▶ _AUFGABE A_:
Auf wen beruft sich der Lesetext mit der Feststellung, dass Zeitknappheit selektiv wirkt?

▶ _LESETEXT_:

Die Knappheit der Zeit hat zwei Seiten. Je weniger verfügbare Zeit wir haben, desto weniger können wir tun oder erleben – und uns im Sinne Frankfurts um andere Menschen oder Dinge sorgen. Wenn Sie nach zehn Jahren einen alten Freund wiedersehen, werden Ihnen zehn Minuten Gesprächszeit reichlich »knapp« erscheinen. Die Zeit reicht einfach nicht aus, um alles zu bereden, was Sie eigentlich zu bereden hätten.

Eines der zentralen Probleme unseres heutigen Lebens besteht darin, dass wir zumindest »gefühlt« immer weniger Zeit haben, uns um Dinge und Menschen zu sorgen, die uns wichtig sind. Wenn wir »keine Zeit« mehr haben, Freunde zu treffen, Musik zu hören oder Bücher zu lesen, gutes Essen zu genießen, dann hören wir aber auch auf, diese Menschen und Dinge wirklich wichtig zu nehmen. Wir verschwinden gleichsam in einem Tunnel und sehen nichts mehr links und rechts. Schlimmstenfalls gerät unser Leben aus den Fugen.

Was uns wertvoll ist, darum sorgen wir uns. Worum wir uns sorgen, dem schenken wir Zeit.

Die andere Seite ist: Wenn die Zeit knapp wird, müssen wir uns auf das Wesentliche konzentrieren. Zeitknappheit wirkt selektiv, wie schon Luhmann feststellte. Termine und Fristen begrenzen unsere Möglichkeiten. Wenn die Deadline eines Projektes naht, müssen wir es eben zu Ende bringen. Alles andere tritt in den Hintergrund und muss auf »später« verschoben werden. Gäbe es keine Termine und Fristen, wären wir überfordert mit unseren Möglichkeiten. Wir wüssten vielleicht gar nicht, was wir zuerst tun sollten – und würden womöglich gar nichts tun. Zeitknappheit hat offenbar einen Sinn. Sie zwingt uns dazu, Prioritäten zu setzen, also zu entscheiden, was wir wichtig nehmen und was nicht.

▶ _AUFGABE B_:
Sammle aus den Datensätzen unten jede Zeile, in der die Zeichenfolge "white" vorkommt. Achte dabei auf Groß- und Kleinschreibung.

▶ _DIE EINGABE_:
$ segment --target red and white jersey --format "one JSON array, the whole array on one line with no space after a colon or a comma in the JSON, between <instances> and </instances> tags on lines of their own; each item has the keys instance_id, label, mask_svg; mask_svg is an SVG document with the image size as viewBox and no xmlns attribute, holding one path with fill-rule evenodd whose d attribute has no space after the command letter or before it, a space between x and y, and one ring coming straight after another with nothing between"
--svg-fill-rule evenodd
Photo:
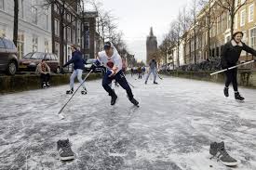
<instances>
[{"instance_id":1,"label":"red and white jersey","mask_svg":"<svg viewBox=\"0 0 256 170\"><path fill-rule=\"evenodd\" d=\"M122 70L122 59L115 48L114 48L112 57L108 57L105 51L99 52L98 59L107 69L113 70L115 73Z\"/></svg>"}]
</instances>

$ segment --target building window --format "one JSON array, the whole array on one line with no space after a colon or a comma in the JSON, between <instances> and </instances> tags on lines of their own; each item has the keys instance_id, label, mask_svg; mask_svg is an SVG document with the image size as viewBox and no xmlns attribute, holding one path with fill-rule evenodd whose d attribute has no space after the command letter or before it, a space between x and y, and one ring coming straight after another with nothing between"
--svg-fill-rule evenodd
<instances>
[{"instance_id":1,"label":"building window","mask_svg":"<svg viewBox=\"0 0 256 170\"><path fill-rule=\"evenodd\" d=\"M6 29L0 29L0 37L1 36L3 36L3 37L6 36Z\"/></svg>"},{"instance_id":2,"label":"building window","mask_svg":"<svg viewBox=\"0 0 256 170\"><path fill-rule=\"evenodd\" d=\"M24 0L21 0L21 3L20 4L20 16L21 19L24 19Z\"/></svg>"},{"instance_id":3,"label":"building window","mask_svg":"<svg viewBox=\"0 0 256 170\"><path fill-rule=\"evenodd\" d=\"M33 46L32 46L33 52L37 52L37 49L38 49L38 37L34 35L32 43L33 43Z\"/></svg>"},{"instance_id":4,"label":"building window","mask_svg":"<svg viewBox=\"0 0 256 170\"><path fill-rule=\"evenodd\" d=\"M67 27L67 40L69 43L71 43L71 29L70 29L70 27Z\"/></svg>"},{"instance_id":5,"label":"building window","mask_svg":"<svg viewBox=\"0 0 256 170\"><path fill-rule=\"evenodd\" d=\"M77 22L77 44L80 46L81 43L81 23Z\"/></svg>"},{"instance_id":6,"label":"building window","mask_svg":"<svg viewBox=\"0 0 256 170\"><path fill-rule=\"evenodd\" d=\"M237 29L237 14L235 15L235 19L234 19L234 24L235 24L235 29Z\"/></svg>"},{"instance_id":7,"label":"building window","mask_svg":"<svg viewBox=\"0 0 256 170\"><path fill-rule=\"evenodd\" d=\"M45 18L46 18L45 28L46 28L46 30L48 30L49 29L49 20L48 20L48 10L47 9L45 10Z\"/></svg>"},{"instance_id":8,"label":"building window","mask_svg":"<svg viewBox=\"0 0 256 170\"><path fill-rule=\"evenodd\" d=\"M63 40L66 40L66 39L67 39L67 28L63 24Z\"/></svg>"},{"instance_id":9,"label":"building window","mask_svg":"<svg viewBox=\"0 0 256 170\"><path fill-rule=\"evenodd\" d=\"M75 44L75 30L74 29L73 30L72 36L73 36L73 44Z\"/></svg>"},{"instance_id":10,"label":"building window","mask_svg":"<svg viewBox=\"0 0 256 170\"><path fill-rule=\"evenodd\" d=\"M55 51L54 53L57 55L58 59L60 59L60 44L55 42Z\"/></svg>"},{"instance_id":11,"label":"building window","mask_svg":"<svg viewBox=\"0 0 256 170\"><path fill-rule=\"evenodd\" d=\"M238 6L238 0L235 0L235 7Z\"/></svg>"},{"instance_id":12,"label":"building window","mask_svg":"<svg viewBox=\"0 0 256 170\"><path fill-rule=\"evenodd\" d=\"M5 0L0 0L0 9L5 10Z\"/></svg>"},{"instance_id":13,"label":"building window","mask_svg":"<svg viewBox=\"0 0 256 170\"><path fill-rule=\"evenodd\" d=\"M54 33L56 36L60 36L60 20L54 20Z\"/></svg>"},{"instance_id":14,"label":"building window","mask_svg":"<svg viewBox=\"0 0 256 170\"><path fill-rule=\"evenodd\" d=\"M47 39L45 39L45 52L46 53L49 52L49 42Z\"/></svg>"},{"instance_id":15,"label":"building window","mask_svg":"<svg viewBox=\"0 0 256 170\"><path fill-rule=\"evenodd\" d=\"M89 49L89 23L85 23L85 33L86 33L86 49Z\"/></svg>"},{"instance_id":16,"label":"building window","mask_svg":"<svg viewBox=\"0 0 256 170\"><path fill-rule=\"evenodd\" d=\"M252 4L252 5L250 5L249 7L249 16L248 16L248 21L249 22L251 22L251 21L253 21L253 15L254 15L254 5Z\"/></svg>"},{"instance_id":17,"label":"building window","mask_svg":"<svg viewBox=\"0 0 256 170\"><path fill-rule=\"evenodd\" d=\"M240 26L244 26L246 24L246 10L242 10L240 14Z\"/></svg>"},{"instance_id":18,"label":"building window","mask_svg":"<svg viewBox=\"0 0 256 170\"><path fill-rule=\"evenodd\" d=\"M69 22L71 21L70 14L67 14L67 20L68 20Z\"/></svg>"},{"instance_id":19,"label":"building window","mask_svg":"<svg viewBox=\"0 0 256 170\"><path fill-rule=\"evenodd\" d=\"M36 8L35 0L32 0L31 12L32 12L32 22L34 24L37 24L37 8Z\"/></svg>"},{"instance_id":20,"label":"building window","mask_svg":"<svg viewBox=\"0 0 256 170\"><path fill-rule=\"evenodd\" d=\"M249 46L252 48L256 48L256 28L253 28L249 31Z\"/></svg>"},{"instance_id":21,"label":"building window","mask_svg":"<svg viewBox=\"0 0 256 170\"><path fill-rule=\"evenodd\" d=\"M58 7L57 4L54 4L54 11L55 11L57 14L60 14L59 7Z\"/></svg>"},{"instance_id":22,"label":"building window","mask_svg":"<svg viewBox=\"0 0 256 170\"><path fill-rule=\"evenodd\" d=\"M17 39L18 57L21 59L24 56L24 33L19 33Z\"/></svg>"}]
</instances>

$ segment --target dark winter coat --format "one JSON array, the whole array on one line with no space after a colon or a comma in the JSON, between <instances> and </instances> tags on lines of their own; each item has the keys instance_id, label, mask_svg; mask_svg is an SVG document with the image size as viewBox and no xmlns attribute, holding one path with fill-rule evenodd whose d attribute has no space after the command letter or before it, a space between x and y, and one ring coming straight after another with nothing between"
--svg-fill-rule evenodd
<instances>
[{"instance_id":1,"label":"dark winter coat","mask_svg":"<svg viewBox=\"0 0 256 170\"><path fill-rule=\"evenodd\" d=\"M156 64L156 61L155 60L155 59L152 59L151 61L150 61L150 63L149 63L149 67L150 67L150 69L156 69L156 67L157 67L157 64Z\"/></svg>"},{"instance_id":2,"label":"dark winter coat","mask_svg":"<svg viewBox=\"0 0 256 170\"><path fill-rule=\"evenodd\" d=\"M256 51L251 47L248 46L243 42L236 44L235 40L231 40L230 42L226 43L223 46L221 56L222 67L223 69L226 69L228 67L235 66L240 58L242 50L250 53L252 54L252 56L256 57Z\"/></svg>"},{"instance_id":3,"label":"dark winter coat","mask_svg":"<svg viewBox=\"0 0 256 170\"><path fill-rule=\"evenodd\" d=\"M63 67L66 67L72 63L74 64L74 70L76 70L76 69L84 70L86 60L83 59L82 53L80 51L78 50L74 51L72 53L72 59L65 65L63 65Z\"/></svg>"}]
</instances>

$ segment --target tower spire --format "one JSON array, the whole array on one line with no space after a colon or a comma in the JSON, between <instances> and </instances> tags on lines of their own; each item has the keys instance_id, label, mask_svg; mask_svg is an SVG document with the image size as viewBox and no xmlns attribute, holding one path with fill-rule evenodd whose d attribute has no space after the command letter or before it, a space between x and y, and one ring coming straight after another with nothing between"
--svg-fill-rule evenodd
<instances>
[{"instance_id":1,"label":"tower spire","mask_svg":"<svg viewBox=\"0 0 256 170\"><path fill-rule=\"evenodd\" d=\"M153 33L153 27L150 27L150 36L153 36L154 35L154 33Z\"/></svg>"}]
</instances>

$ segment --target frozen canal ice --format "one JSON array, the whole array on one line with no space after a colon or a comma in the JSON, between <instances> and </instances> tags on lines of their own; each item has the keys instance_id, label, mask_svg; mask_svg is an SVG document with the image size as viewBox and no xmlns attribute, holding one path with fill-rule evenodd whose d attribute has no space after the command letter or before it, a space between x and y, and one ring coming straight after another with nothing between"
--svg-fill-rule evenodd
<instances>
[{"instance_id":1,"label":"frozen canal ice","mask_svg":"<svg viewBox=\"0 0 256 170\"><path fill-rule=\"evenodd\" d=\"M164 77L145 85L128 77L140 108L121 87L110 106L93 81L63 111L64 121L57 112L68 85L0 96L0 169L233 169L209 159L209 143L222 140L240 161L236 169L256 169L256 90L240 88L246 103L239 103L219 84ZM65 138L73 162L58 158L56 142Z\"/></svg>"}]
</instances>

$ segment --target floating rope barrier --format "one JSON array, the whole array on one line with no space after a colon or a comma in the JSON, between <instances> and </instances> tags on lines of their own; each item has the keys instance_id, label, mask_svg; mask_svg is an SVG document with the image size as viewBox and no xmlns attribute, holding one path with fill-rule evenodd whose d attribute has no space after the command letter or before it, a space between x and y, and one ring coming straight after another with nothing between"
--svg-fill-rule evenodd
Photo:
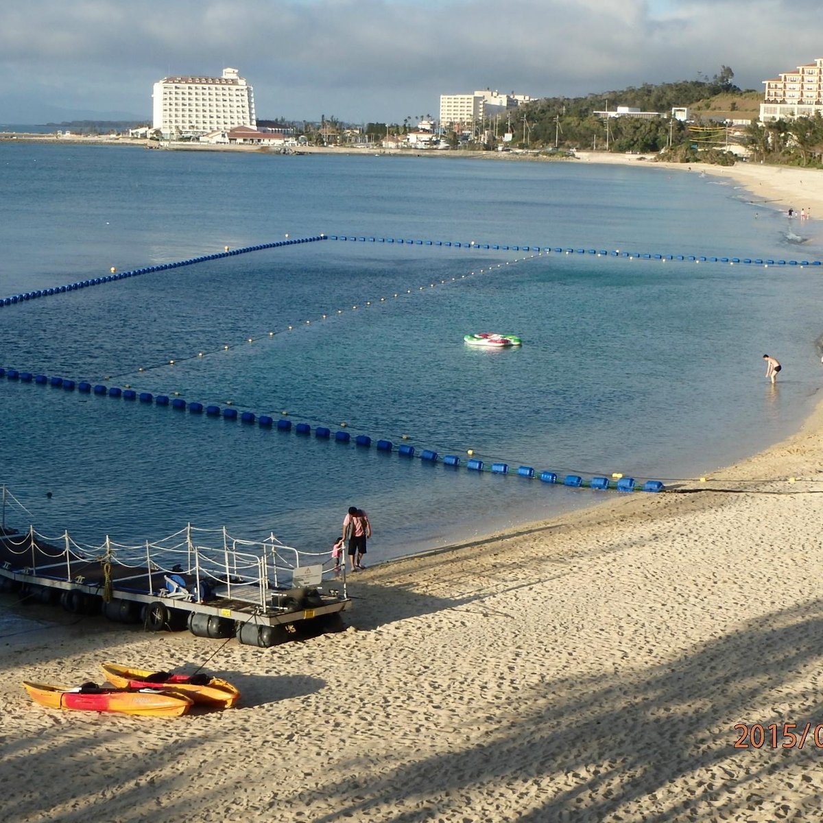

▶ _LÖSUNG A_:
Auf Luhmann.

▶ _LÖSUNG B_:
$ segment --target red and white jersey --format "one JSON array, the whole array on one line with no space after a colon or a comma in the JSON, between <instances> and </instances> tags on lines of their own; each item has the keys instance_id, label, mask_svg; mask_svg is an SVG document with the image size as viewBox and no xmlns attribute, holding one path with fill-rule evenodd whose d attribute has no space after the command letter or before it, a space between x and y, and one ring coming straight after another with nothing between"
[{"instance_id":1,"label":"red and white jersey","mask_svg":"<svg viewBox=\"0 0 256 170\"><path fill-rule=\"evenodd\" d=\"M122 70L122 59L115 48L114 48L112 57L108 57L105 51L99 52L98 59L107 69L113 70L115 73Z\"/></svg>"}]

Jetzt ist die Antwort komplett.